[Task details] State how many lines of the listing below contain the string "background", with case counting. Give only the number.

======== Supplied data ========

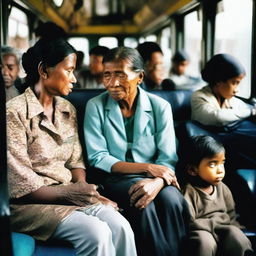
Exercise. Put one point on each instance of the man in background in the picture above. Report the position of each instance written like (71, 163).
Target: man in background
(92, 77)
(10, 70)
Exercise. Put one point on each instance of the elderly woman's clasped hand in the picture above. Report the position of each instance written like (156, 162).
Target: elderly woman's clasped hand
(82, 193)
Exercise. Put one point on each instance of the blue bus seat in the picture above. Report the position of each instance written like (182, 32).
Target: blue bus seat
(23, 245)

========
======== Supplied data ========

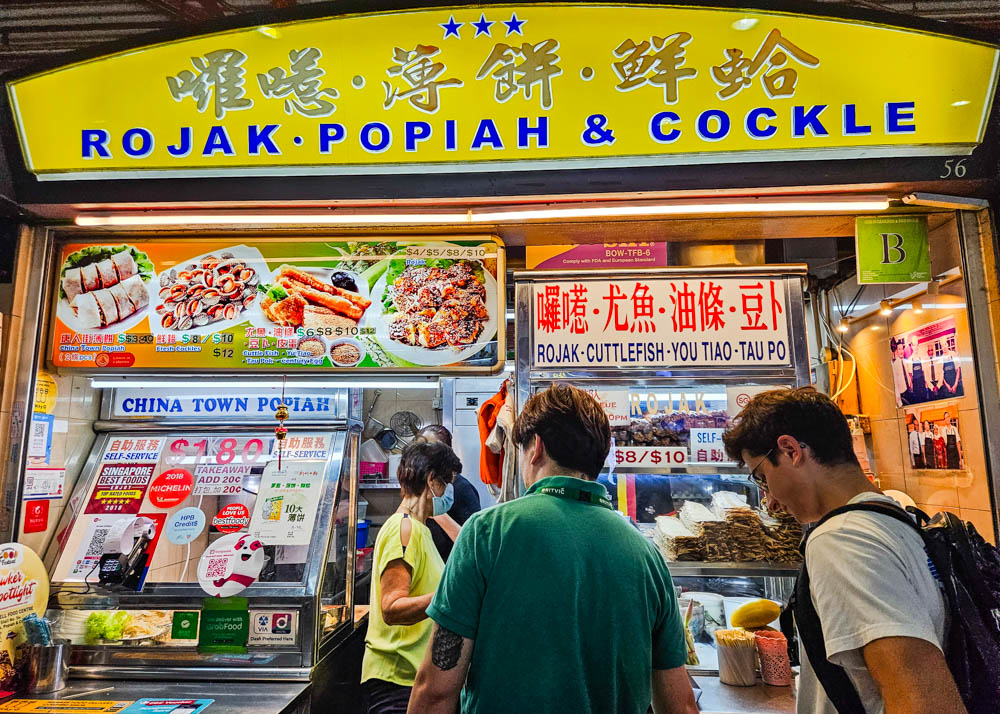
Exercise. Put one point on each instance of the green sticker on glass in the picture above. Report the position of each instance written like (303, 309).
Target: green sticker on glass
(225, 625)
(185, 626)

========

[Exercise answer] 2